*AIM OF THE TASK:* Please identify every line in the entries below that contains the word "wheel" and copy each of those lines.
★ ★ ★ ★ ★ ★ ★
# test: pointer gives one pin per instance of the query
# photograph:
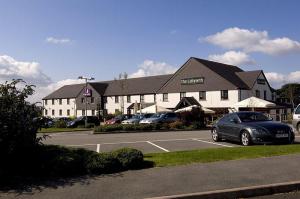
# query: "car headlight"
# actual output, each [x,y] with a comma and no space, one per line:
[258,131]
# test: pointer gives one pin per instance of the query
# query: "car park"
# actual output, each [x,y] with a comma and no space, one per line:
[296,118]
[118,119]
[80,121]
[251,127]
[160,118]
[137,118]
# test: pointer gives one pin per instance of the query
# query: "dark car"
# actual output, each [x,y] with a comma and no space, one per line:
[160,118]
[80,121]
[118,119]
[251,127]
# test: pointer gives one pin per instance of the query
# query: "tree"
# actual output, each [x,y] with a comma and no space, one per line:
[291,92]
[18,128]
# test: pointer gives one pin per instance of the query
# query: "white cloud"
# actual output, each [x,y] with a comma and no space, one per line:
[232,57]
[58,40]
[149,68]
[277,80]
[252,41]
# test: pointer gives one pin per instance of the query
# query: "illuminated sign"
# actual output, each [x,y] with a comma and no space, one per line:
[193,80]
[87,92]
[261,81]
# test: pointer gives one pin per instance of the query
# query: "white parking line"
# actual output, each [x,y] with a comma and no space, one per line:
[98,148]
[158,146]
[212,143]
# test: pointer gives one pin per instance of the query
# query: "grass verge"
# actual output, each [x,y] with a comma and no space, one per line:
[57,130]
[220,154]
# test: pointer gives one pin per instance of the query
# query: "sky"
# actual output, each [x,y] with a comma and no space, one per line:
[51,43]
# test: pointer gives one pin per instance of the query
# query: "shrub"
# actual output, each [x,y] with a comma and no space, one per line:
[60,124]
[18,123]
[102,163]
[129,158]
[176,125]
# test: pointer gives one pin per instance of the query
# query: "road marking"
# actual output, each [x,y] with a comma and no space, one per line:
[98,148]
[158,146]
[212,143]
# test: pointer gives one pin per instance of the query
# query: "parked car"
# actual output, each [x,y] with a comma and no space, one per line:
[118,119]
[160,118]
[80,121]
[296,118]
[251,127]
[137,118]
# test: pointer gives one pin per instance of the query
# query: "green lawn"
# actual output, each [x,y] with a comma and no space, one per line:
[57,130]
[219,154]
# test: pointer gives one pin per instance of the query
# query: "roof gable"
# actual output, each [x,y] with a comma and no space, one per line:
[216,76]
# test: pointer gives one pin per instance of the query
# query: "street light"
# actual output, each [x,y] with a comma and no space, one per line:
[85,96]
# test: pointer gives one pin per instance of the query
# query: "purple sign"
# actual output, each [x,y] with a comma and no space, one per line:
[87,92]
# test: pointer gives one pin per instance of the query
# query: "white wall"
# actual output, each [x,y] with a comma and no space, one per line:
[261,87]
[213,99]
[56,107]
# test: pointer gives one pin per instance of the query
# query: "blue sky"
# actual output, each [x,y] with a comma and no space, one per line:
[60,40]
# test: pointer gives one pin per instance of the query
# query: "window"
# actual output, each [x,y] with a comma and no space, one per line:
[182,94]
[128,98]
[202,95]
[224,94]
[165,97]
[257,93]
[142,98]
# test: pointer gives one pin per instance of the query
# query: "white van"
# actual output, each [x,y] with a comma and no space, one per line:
[296,118]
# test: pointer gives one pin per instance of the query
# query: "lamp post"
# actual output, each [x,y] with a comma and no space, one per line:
[85,96]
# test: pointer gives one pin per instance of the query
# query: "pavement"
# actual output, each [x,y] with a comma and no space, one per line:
[156,182]
[148,142]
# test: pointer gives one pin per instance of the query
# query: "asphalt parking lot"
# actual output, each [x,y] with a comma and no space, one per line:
[147,142]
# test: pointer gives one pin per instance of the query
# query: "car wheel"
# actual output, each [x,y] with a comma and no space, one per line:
[245,138]
[215,135]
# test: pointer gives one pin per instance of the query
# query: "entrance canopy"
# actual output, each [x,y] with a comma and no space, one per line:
[254,102]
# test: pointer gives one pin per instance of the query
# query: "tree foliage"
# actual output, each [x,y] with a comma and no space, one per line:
[18,127]
[291,92]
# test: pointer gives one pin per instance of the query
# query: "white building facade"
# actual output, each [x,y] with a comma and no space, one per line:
[212,84]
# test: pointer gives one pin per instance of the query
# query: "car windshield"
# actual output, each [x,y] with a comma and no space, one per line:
[253,117]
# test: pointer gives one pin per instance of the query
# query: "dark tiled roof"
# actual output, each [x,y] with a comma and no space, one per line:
[187,101]
[226,71]
[132,86]
[68,91]
[249,77]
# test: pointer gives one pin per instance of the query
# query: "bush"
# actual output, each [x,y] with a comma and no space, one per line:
[18,118]
[129,158]
[60,124]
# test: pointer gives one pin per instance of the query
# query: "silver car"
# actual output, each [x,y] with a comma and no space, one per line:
[137,118]
[296,118]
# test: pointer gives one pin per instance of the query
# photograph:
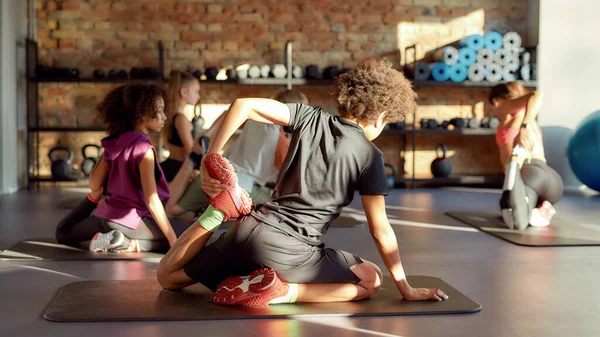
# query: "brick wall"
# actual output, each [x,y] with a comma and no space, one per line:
[91,34]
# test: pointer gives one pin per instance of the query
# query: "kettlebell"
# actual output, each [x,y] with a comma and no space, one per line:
[441,167]
[60,168]
[197,122]
[89,161]
[391,178]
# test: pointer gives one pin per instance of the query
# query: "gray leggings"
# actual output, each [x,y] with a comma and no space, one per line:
[80,226]
[544,180]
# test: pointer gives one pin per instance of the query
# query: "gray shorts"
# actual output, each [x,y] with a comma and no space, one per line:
[254,244]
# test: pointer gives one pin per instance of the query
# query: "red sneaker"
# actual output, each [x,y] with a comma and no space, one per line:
[255,291]
[234,202]
[541,216]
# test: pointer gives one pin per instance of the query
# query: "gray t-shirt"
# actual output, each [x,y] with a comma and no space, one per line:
[328,160]
[253,154]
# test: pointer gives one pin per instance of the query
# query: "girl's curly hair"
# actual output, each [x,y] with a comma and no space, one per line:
[126,106]
[374,87]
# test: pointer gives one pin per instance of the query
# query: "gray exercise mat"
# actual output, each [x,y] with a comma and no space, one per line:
[144,300]
[48,249]
[558,234]
[71,203]
[343,221]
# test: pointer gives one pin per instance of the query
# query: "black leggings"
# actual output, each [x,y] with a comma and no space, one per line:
[544,180]
[80,226]
[170,168]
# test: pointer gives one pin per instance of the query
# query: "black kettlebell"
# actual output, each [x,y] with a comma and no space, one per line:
[197,122]
[331,72]
[231,74]
[313,72]
[60,168]
[99,73]
[391,178]
[432,124]
[441,167]
[458,123]
[398,125]
[197,73]
[473,123]
[89,161]
[494,123]
[211,73]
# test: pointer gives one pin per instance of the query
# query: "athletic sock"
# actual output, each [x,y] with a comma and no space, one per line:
[290,297]
[92,199]
[211,219]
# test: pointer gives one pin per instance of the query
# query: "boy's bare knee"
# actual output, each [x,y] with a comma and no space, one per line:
[370,276]
[162,275]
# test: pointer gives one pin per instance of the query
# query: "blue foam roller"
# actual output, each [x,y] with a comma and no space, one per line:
[440,72]
[508,76]
[422,71]
[458,73]
[467,56]
[584,151]
[526,72]
[493,40]
[473,41]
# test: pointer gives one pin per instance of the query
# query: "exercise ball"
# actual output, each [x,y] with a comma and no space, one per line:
[584,151]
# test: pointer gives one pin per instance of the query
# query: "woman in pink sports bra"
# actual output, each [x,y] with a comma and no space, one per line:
[527,197]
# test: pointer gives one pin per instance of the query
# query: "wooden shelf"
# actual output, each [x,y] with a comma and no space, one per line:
[483,84]
[94,80]
[464,131]
[68,129]
[54,179]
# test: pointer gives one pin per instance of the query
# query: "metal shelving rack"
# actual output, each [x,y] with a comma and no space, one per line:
[33,117]
[414,131]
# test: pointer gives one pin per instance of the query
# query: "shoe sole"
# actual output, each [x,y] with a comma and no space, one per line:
[95,245]
[232,292]
[508,186]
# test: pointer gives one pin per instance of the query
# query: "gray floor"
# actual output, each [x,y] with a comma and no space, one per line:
[523,291]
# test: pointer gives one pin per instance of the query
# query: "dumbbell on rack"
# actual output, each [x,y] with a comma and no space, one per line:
[490,123]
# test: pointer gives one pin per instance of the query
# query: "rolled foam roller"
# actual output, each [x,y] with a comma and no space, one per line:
[485,56]
[476,72]
[473,41]
[512,40]
[493,41]
[467,56]
[493,72]
[440,72]
[458,73]
[447,55]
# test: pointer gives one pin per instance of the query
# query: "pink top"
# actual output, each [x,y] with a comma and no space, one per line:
[506,136]
[124,202]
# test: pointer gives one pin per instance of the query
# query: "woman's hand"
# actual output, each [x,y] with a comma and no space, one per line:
[211,186]
[526,139]
[424,294]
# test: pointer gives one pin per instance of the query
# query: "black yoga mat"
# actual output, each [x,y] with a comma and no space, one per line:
[343,221]
[559,233]
[71,203]
[48,249]
[144,300]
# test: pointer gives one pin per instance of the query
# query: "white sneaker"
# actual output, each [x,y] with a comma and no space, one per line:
[113,240]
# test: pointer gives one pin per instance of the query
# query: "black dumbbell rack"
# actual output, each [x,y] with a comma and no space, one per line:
[413,131]
[33,116]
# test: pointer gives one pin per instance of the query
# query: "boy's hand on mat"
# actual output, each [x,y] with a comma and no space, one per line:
[194,174]
[211,186]
[526,139]
[423,294]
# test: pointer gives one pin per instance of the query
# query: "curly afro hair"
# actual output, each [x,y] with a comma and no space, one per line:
[374,87]
[126,106]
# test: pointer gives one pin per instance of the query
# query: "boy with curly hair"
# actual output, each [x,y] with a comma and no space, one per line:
[279,245]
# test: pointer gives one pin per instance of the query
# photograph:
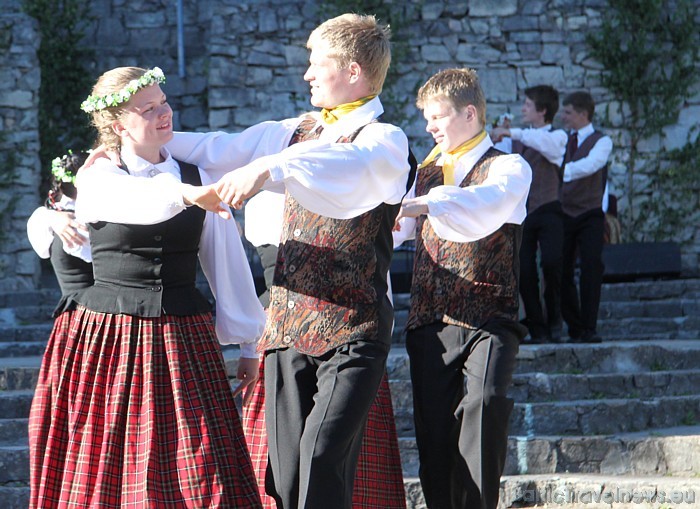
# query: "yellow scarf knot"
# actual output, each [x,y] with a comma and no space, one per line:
[449,159]
[333,115]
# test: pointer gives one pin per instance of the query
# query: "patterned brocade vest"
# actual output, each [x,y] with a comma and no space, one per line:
[329,286]
[463,283]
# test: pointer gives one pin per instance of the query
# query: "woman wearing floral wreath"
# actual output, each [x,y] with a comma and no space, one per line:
[150,416]
[54,233]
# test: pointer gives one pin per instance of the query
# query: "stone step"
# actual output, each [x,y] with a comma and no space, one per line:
[545,387]
[14,496]
[15,404]
[579,491]
[540,387]
[651,290]
[627,328]
[610,357]
[670,307]
[671,451]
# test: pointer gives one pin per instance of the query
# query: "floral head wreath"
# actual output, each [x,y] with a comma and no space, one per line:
[97,103]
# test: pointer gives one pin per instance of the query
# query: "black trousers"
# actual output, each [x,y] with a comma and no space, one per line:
[543,229]
[583,239]
[316,410]
[462,435]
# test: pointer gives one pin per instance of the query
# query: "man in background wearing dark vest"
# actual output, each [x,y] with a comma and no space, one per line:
[543,147]
[585,177]
[466,214]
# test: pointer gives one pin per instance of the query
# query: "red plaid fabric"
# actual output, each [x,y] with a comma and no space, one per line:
[141,415]
[379,477]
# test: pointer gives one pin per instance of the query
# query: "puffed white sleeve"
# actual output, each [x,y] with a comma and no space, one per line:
[107,193]
[240,318]
[39,231]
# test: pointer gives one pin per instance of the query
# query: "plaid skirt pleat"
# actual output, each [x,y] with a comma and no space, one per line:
[147,419]
[379,476]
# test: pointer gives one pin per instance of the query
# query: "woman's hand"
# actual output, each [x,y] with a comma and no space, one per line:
[205,197]
[98,152]
[67,228]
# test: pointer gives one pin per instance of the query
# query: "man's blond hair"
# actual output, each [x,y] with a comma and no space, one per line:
[459,87]
[357,38]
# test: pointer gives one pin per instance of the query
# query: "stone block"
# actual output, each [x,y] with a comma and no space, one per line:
[487,8]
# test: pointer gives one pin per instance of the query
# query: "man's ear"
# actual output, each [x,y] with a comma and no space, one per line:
[355,71]
[470,114]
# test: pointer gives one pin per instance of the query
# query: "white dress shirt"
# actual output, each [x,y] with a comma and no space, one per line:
[467,214]
[594,161]
[108,193]
[337,180]
[551,143]
[40,232]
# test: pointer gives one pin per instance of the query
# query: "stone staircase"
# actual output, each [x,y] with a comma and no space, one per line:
[615,424]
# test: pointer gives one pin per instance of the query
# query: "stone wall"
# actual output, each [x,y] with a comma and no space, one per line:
[244,61]
[19,146]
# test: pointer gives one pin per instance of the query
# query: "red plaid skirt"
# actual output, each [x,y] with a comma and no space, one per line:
[136,412]
[379,476]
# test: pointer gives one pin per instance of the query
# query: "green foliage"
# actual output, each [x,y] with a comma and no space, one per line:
[65,82]
[649,49]
[677,186]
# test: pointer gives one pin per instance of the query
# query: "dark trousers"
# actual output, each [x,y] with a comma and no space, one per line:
[543,229]
[583,237]
[462,436]
[316,409]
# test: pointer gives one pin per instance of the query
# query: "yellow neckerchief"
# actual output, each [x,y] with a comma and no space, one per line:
[450,158]
[334,114]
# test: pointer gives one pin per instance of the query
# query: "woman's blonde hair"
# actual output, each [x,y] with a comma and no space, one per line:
[109,83]
[357,38]
[459,87]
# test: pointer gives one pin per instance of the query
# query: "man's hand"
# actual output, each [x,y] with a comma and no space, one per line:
[247,374]
[98,152]
[410,207]
[498,133]
[205,197]
[237,186]
[67,228]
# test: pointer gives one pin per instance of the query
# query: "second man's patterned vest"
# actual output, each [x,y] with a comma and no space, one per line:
[330,277]
[463,283]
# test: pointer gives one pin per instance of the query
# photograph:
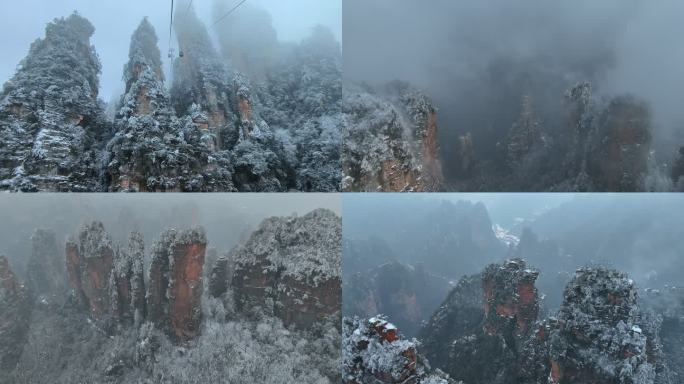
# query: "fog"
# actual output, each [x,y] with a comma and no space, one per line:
[22,22]
[476,59]
[226,218]
[639,234]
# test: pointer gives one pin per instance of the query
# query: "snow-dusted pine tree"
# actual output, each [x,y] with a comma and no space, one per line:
[152,149]
[222,105]
[50,117]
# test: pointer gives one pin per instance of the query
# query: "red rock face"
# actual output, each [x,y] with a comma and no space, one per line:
[384,338]
[176,283]
[510,295]
[304,305]
[432,166]
[89,266]
[301,304]
[628,143]
[73,261]
[186,290]
[95,282]
[15,310]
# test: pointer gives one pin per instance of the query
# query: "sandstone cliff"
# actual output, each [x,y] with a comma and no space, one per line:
[390,141]
[15,311]
[176,283]
[290,267]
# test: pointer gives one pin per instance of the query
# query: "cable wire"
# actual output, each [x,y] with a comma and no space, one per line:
[228,13]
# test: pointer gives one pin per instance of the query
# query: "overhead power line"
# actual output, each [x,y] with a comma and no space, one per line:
[228,13]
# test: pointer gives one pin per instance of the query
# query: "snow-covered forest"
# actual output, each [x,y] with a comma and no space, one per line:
[513,288]
[243,111]
[105,306]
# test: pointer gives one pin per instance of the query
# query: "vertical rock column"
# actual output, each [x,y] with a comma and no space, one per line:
[45,268]
[15,309]
[511,301]
[176,283]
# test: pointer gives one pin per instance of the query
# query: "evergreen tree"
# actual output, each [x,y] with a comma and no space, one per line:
[222,105]
[152,149]
[51,121]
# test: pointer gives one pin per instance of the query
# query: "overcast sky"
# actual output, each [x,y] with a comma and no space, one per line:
[21,22]
[474,58]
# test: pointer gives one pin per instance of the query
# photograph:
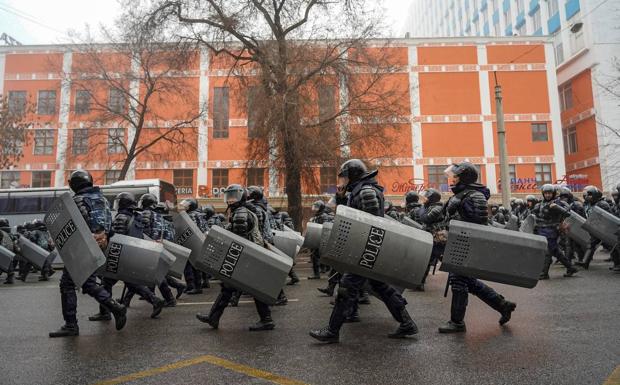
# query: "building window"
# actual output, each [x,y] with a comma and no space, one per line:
[41,179]
[219,177]
[543,174]
[9,179]
[112,176]
[566,96]
[183,180]
[255,177]
[116,139]
[570,140]
[116,101]
[328,180]
[82,102]
[553,7]
[17,102]
[220,112]
[536,20]
[79,145]
[539,132]
[437,178]
[43,142]
[46,105]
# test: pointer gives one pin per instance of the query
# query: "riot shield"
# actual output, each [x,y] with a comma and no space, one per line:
[378,248]
[32,252]
[411,223]
[244,265]
[312,237]
[325,232]
[575,229]
[135,260]
[603,225]
[182,255]
[188,235]
[493,254]
[528,224]
[80,253]
[287,242]
[6,258]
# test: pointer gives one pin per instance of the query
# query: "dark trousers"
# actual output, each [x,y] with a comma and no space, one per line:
[349,291]
[68,297]
[461,287]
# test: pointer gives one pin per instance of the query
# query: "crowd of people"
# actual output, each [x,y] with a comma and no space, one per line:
[250,215]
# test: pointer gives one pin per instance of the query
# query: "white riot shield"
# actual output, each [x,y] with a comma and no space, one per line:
[493,254]
[245,265]
[80,253]
[603,225]
[287,242]
[575,229]
[312,237]
[528,225]
[6,258]
[182,255]
[378,248]
[136,261]
[32,252]
[411,223]
[325,233]
[188,235]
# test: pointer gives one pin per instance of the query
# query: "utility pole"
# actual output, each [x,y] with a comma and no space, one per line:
[503,154]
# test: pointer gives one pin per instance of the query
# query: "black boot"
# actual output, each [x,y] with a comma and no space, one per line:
[158,305]
[325,335]
[118,311]
[406,328]
[66,331]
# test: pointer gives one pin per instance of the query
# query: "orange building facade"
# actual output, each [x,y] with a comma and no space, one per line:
[449,118]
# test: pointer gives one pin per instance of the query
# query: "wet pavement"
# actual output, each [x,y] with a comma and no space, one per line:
[565,331]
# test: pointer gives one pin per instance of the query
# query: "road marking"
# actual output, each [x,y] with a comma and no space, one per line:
[213,360]
[614,378]
[211,303]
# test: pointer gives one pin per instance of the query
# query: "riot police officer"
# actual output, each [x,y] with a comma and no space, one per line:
[593,197]
[128,222]
[469,204]
[244,223]
[432,217]
[549,213]
[367,195]
[96,211]
[193,276]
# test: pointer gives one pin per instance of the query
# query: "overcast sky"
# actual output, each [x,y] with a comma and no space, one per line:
[47,21]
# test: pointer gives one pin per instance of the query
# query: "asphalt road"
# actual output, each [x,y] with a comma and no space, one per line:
[565,331]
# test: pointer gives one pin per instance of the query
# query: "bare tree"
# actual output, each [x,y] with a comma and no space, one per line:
[135,85]
[14,133]
[322,93]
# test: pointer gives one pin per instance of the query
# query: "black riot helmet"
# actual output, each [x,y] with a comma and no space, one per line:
[354,169]
[565,193]
[592,194]
[411,197]
[147,201]
[189,204]
[466,171]
[255,193]
[432,196]
[318,206]
[125,200]
[235,194]
[80,179]
[4,225]
[548,188]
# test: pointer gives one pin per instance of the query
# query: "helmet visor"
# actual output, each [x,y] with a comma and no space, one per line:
[232,196]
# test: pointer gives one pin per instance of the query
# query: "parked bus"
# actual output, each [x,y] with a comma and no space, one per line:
[25,204]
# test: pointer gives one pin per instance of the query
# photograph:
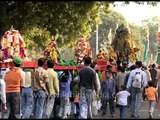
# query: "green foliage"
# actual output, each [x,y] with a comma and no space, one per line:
[109,20]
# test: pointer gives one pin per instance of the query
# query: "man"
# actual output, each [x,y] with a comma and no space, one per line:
[54,89]
[108,94]
[3,94]
[40,86]
[14,78]
[108,68]
[136,95]
[153,72]
[87,85]
[94,103]
[27,94]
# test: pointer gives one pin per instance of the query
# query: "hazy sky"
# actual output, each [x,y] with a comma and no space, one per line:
[134,13]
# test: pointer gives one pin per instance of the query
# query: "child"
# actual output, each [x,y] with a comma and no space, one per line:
[152,96]
[122,98]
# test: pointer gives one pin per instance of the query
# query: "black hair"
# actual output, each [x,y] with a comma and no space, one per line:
[41,62]
[139,63]
[108,66]
[92,65]
[87,60]
[50,63]
[153,65]
[16,65]
[123,87]
[123,69]
[119,67]
[133,67]
[150,83]
[64,76]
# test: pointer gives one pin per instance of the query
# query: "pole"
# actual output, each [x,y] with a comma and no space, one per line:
[96,39]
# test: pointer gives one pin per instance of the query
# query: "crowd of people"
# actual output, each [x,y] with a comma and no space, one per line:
[41,93]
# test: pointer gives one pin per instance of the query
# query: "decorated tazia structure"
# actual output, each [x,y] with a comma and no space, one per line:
[82,49]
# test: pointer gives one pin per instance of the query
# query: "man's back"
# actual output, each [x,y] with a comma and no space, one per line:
[40,77]
[153,73]
[87,78]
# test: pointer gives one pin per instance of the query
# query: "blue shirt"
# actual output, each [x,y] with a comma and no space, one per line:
[65,87]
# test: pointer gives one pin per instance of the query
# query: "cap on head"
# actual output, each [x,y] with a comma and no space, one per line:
[17,60]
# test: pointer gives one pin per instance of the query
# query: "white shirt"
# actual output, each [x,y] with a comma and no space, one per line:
[3,90]
[132,75]
[122,97]
[21,72]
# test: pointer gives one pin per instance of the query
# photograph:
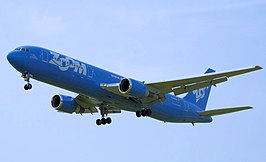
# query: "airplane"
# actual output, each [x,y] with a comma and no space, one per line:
[104,92]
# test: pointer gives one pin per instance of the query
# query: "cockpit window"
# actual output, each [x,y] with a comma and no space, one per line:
[22,49]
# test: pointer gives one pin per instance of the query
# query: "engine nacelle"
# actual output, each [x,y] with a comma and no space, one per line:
[133,88]
[64,103]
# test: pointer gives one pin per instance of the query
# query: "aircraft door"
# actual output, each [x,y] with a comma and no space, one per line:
[45,56]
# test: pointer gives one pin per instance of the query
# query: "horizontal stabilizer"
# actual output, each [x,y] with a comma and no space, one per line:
[223,111]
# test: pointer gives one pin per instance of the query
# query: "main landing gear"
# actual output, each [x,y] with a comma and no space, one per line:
[26,77]
[144,112]
[104,120]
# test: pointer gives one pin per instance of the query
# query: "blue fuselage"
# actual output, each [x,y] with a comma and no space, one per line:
[76,76]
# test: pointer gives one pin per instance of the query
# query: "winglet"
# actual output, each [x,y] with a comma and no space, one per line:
[223,111]
[258,67]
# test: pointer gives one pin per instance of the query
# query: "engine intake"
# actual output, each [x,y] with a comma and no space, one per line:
[64,103]
[133,88]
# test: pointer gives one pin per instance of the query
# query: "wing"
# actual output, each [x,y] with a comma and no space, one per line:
[192,83]
[91,105]
[223,111]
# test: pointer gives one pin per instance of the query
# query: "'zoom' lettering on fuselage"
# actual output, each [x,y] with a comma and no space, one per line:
[64,63]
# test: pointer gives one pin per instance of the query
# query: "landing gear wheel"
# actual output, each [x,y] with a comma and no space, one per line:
[143,112]
[103,121]
[148,112]
[26,87]
[29,86]
[138,114]
[108,120]
[98,122]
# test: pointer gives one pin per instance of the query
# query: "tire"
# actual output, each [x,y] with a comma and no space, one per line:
[143,113]
[103,121]
[148,112]
[108,120]
[26,87]
[29,86]
[138,114]
[98,122]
★ ★ ★ ★ ★ ★ ★
*FULL SOLUTION:*
# query: "car wheel"
# query: "landing gear wheel"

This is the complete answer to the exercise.